> LISTED RECORDS:

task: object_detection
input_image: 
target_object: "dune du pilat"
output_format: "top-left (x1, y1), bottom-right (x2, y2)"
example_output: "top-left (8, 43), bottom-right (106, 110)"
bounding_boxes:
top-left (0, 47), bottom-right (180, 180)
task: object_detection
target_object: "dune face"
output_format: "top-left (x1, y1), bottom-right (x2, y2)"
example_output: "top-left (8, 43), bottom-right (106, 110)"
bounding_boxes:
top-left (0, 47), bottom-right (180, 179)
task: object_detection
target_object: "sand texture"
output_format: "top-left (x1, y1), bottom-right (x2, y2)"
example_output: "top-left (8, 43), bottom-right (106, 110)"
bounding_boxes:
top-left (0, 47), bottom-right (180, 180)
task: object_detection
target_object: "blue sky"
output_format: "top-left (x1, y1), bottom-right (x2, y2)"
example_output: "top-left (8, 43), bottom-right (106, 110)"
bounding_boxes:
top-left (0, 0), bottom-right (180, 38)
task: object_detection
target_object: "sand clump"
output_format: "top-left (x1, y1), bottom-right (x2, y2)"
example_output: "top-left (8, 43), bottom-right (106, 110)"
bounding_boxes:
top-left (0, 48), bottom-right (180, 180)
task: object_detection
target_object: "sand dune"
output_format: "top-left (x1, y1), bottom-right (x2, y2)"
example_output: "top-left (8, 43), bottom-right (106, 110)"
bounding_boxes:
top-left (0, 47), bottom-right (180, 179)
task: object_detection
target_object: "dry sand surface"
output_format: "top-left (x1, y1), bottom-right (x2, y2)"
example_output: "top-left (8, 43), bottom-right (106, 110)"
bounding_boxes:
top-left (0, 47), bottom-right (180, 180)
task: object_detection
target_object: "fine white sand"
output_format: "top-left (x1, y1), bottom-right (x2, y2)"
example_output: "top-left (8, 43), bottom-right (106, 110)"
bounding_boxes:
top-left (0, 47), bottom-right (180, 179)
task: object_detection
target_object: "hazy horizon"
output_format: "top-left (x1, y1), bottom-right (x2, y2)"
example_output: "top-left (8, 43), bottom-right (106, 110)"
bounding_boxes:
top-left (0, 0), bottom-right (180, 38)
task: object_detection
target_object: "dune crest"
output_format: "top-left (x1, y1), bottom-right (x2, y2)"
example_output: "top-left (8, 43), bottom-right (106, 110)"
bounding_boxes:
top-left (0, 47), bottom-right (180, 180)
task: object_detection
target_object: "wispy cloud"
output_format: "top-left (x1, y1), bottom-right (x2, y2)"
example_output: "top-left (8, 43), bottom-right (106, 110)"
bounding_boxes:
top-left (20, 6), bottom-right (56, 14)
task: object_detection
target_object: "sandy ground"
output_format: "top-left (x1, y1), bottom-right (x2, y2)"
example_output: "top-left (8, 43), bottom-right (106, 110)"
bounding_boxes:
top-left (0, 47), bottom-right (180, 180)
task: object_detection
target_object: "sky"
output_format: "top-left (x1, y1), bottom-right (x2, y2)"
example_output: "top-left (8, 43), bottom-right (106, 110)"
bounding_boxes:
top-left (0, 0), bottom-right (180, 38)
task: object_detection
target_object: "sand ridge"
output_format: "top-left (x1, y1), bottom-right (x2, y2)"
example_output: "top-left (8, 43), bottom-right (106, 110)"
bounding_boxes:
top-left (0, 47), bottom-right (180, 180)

> STATED GOAL:
Identify every line in the material above that contains the string "dune" and copy each of those lines. Treat the match as case-sensitive.

> WRITTEN RESPONSE:
target_object: "dune du pilat"
target_object: "dune face"
target_object: "sand dune"
target_object: "dune crest"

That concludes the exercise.